Supplied text
--------------------
5 – Eliminating landfills in favor of an economy that is totally recyclable is an idea poorly understood by many people, but at the same time in nature there is no need for a landfill. Nature depends on cycles to maintain life and there are no systems where raw materials go in and garbage comes out, except those created by humankind. As long as there are landfills we are continuing to produce an earth that is less and less inhabitable and at the same time drastically reducing natural resources at the expense of future generations. There is no excuse for landfills. Every single thing that goes into the landfill is recyclable. If we are serious about strengthening our economy, creating new jobs and extending the life of humankind on earth, we will start today, if not sooner, cleaning up the mess we call landfills. Once this is understood, the price of every single item we purchase will include the cost of recycling.

6 – Contributing our time and personal wealth to those conservation and environmental institutions that are most important to the long-term future of planet earth are the greatest gifts we can give. Also, there is tremendous power in numbers when we join together with others to make our voices heard. Several years ago while president of the Native Plant Society of New Mexico, I pulled together the information available on plant sales from six chapters of the Native Plant Society of New Mexico in one growing season. These chapters sold and made available to their membership and other friends living in their communities more than 1,300 native plants. These species went into the soil over the state and immediately started drawing carbon dioxide from the air and pumping oxygen back into the environment. That is progress on a small scale, but think of the potential of this many trees and shrubs planted each year over twenty or one hundred years.
--------------------
Set problem a
Set out everything in the entries, from their first line down to the line containing "193 179 L 192", as a numbered list, skipping blank lines.
--------------------
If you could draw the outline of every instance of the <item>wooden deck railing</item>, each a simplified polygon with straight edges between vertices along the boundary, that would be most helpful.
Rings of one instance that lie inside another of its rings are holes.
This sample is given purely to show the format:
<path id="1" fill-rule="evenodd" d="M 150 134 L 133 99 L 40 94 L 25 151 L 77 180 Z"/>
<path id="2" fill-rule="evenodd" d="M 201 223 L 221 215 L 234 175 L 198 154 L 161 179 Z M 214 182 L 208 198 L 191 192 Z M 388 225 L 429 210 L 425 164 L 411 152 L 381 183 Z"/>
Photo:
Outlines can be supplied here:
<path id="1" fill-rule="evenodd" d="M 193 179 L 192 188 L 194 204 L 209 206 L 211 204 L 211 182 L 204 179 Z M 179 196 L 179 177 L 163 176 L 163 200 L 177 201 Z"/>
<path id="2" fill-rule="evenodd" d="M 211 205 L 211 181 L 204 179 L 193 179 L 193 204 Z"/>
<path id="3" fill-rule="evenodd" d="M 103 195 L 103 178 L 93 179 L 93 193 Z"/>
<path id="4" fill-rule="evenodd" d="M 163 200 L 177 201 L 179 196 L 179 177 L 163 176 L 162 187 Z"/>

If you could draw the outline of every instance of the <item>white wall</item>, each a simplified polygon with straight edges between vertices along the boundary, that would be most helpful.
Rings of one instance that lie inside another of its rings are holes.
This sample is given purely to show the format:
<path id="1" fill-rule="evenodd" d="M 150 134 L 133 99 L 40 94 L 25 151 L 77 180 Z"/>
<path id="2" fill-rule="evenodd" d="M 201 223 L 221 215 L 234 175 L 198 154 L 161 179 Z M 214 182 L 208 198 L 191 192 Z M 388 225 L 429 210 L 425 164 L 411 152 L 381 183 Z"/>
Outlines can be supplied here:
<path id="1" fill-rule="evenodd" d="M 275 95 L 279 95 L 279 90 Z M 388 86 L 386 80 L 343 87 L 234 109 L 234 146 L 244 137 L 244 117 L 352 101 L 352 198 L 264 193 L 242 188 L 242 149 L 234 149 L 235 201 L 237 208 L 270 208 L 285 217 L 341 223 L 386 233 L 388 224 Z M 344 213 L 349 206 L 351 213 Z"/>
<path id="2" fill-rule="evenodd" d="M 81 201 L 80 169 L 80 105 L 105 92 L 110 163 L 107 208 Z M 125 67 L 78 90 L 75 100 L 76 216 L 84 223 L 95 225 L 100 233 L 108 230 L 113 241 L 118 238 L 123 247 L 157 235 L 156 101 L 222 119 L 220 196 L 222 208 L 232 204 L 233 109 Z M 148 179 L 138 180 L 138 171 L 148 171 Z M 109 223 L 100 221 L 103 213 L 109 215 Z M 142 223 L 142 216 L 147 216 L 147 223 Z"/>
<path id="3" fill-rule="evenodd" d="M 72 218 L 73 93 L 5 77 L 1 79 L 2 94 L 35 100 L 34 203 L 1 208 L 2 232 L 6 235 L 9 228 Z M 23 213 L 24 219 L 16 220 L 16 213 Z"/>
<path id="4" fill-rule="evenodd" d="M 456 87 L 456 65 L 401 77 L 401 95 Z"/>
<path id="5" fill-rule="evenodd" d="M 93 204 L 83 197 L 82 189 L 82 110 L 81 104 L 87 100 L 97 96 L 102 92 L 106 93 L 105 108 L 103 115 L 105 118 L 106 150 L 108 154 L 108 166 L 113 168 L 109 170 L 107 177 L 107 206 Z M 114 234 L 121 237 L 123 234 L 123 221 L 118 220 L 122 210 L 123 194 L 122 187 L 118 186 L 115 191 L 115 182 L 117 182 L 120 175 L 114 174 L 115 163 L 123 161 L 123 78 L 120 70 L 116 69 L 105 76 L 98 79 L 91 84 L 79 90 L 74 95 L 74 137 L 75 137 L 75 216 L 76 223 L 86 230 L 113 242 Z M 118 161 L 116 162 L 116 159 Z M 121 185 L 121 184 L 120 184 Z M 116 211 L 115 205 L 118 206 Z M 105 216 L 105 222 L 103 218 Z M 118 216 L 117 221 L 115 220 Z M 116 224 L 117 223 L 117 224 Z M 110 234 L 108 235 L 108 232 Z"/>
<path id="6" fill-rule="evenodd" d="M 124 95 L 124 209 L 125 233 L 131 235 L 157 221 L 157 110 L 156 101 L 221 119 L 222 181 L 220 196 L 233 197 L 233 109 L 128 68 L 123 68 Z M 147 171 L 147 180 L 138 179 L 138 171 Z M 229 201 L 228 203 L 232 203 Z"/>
--------------------
Set problem b
Does the passage on landfills and conservation agree with each statement? (i) Everything that goes into a landfill can be recycled. (ii) The six chapters sold more than 3,000 native plants in one growing season. (iii) Nature has systems where raw materials go in and garbage comes out.

Reply a
1. If you could draw the outline of every instance of the <item>wooden deck railing</item>, each a simplified polygon with straight edges between vertices along the boundary, that would be most helpful.
2. Rings of one instance that lie inside another of its rings are holes.
3. This sample is given purely to show the format:
4. <path id="1" fill-rule="evenodd" d="M 150 134 L 133 99 L 40 94 L 25 151 L 77 180 Z"/>
5. <path id="2" fill-rule="evenodd" d="M 201 223 L 221 215 L 234 175 L 198 154 L 161 179 Z M 214 182 L 208 198 L 191 192 Z M 388 225 L 429 210 L 425 164 L 411 152 L 381 183 Z"/>
6. Photo:
7. Outlines can be supplied here:
8. <path id="1" fill-rule="evenodd" d="M 193 179 L 192 188 L 194 204 L 209 206 L 211 204 L 211 182 L 204 179 Z M 179 196 L 179 177 L 163 176 L 163 200 L 177 201 Z"/>

Reply b
(i) Yes: "Every single thing that goes into the landfill is recyclable."
(ii) No: "more than 1,300 native plants."
(iii) No: "there are no systems where raw materials go in and garbage comes out, except those created by humankind."